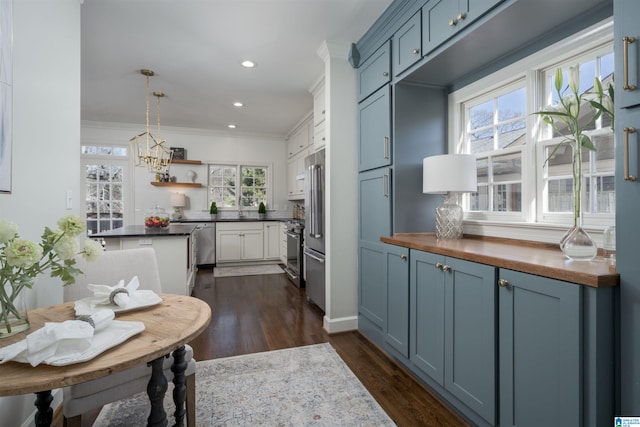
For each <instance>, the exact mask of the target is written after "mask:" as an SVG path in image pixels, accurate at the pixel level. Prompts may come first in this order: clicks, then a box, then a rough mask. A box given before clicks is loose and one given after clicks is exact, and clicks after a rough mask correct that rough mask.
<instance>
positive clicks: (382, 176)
mask: <svg viewBox="0 0 640 427" xmlns="http://www.w3.org/2000/svg"><path fill="white" fill-rule="evenodd" d="M382 195H383V196H384V197H389V174H388V173H385V174H384V175H382Z"/></svg>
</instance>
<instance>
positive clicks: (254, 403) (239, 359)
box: [94, 343, 395, 427]
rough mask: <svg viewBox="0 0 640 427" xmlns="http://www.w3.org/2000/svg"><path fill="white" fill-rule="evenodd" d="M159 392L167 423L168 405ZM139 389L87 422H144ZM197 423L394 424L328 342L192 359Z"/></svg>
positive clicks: (170, 392) (148, 408)
mask: <svg viewBox="0 0 640 427" xmlns="http://www.w3.org/2000/svg"><path fill="white" fill-rule="evenodd" d="M171 390H172V387H171V386H170V388H169V390H168V391H167V395H166V397H165V409H166V411H167V417H168V421H169V425H173V422H174V420H173V411H174V406H173V402H172V399H171ZM149 410H150V405H149V402H148V398H147V396H146V394H144V393H141V394H138V395H135V396H133V397H132V398H129V399H125V400H121V401H118V402H115V403H112V404H109V405H107V406H105V407H104V408H103V409H102V411H101V412H100V415H99V416H98V418H97V419H96V422H95V424H94V427H125V426H126V427H132V426H144V425H146V419H147V417H148V415H149ZM196 426H197V427H210V426H228V427H231V426H291V427H294V426H295V427H298V426H327V427H328V426H332V427H333V426H362V427H364V426H371V427H373V426H395V424H394V423H393V421H392V420H391V419H390V418H389V416H388V415H387V414H386V413H385V412H384V410H383V409H382V408H381V407H380V405H379V404H378V403H377V402H376V401H375V400H374V399H373V397H372V396H371V395H370V394H369V392H368V391H367V390H366V389H365V388H364V386H363V385H362V383H361V382H360V381H359V380H358V379H357V377H356V376H355V374H354V373H353V372H351V370H350V369H349V368H348V367H347V365H346V364H345V363H344V362H343V361H342V359H341V358H340V356H338V354H337V353H336V352H335V350H334V349H333V347H331V345H330V344H328V343H325V344H316V345H310V346H305V347H296V348H290V349H285V350H276V351H268V352H264V353H253V354H248V355H243V356H234V357H227V358H223V359H214V360H206V361H201V362H197V367H196Z"/></svg>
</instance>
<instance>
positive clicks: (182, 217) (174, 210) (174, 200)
mask: <svg viewBox="0 0 640 427" xmlns="http://www.w3.org/2000/svg"><path fill="white" fill-rule="evenodd" d="M169 201H170V203H171V206H173V213H172V214H171V219H173V220H176V219H182V218H183V217H184V207H185V206H186V205H187V198H186V196H185V195H184V194H183V193H171V195H170V196H169Z"/></svg>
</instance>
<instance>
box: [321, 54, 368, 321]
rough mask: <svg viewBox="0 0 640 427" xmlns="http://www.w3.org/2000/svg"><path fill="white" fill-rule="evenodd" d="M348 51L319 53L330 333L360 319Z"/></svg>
mask: <svg viewBox="0 0 640 427" xmlns="http://www.w3.org/2000/svg"><path fill="white" fill-rule="evenodd" d="M349 47H350V44H349V43H336V42H325V43H324V44H323V46H321V48H320V49H319V52H318V53H319V55H320V56H321V57H322V58H323V60H324V62H325V93H326V97H327V105H326V111H327V114H326V122H325V126H326V129H327V136H328V143H327V146H326V163H327V171H328V173H327V174H326V176H325V180H326V187H327V189H328V191H327V194H326V196H325V197H326V201H325V203H326V227H327V233H326V242H325V243H326V248H327V253H326V257H327V258H326V259H327V261H326V267H325V268H326V286H327V293H326V297H327V304H326V314H325V319H324V327H325V329H326V330H327V331H328V332H330V333H333V332H341V331H345V330H351V329H357V318H358V251H357V247H358V240H357V239H358V216H357V215H358V198H357V194H358V184H357V183H358V173H357V171H358V165H357V159H358V133H357V129H358V126H357V123H358V109H357V105H358V102H357V97H356V94H357V86H356V81H357V78H356V77H357V76H356V70H355V69H353V67H351V65H349V63H348V61H347V58H348V53H349Z"/></svg>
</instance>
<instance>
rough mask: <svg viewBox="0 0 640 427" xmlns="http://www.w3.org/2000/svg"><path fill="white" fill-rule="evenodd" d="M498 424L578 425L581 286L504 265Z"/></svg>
mask: <svg viewBox="0 0 640 427" xmlns="http://www.w3.org/2000/svg"><path fill="white" fill-rule="evenodd" d="M499 284H500V286H499V301H500V303H499V314H498V317H499V319H500V321H499V336H500V350H499V359H500V425H501V426H515V425H518V426H532V427H535V426H552V425H559V426H561V425H562V426H569V425H582V422H581V420H582V414H581V409H582V398H581V396H582V394H581V391H582V388H581V383H582V371H581V367H582V351H581V348H582V347H581V336H582V330H581V316H582V311H581V310H582V305H581V295H582V294H581V292H582V286H579V285H575V284H572V283H566V282H561V281H558V280H552V279H547V278H543V277H539V276H533V275H530V274H524V273H520V272H516V271H511V270H506V269H502V270H500V280H499Z"/></svg>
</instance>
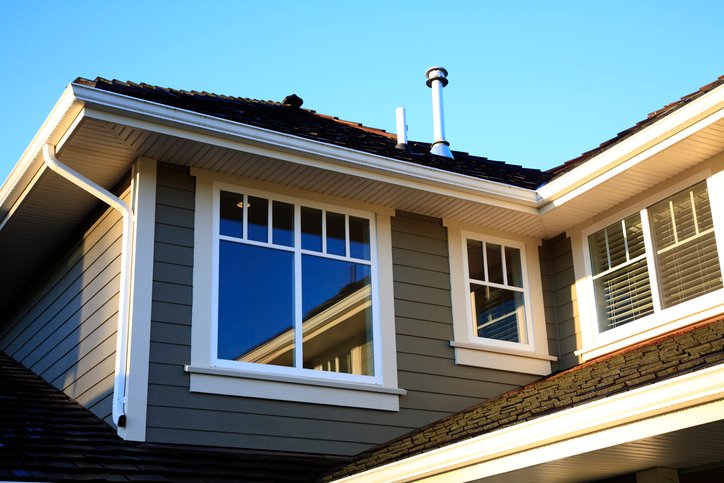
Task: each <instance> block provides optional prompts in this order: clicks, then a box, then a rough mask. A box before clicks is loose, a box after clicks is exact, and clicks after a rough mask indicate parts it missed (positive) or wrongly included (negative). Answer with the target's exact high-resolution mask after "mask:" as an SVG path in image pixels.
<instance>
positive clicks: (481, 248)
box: [468, 240, 485, 281]
mask: <svg viewBox="0 0 724 483" xmlns="http://www.w3.org/2000/svg"><path fill="white" fill-rule="evenodd" d="M468 274H469V276H470V278H472V279H475V280H480V281H483V280H485V270H484V267H483V242H481V241H479V240H468Z"/></svg>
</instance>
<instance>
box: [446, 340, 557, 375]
mask: <svg viewBox="0 0 724 483" xmlns="http://www.w3.org/2000/svg"><path fill="white" fill-rule="evenodd" d="M450 345H451V346H452V347H453V349H455V363H456V364H460V365H463V366H475V367H487V368H489V369H499V370H502V371H510V372H518V373H522V374H534V375H538V376H547V375H549V374H550V373H551V362H552V361H556V360H558V359H557V358H556V357H553V356H549V355H546V354H538V353H535V352H528V351H524V350H515V349H508V348H500V347H491V346H481V345H478V344H472V343H469V342H455V341H451V342H450Z"/></svg>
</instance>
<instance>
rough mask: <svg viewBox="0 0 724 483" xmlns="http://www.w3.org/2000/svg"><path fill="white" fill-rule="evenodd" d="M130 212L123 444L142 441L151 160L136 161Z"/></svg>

##########

__PROBLEM DETAILS__. Retype everything from the start of the rows down through the line containing "box: [94, 343, 395, 427]", with both ends included. Leave the pictures out of your answer.

__YOUR RESPONSE__.
For each <instance>, the exact mask of the target is written after "mask:" as an SVG path in image pixels, accurate at the pixel level. Prompts may come first in this order: clicks, then a box, then a rough mask. A box given before clicks is loose and one given after clicks is exact, and clicks after a rough mask correct that rough mask.
<instance>
positive clicks: (382, 176)
mask: <svg viewBox="0 0 640 427" xmlns="http://www.w3.org/2000/svg"><path fill="white" fill-rule="evenodd" d="M382 195H383V196H384V197H389V174H388V173H385V174H384V175H382Z"/></svg>
</instance>
<instance>
positive clicks: (254, 403) (239, 359)
box: [94, 343, 395, 427]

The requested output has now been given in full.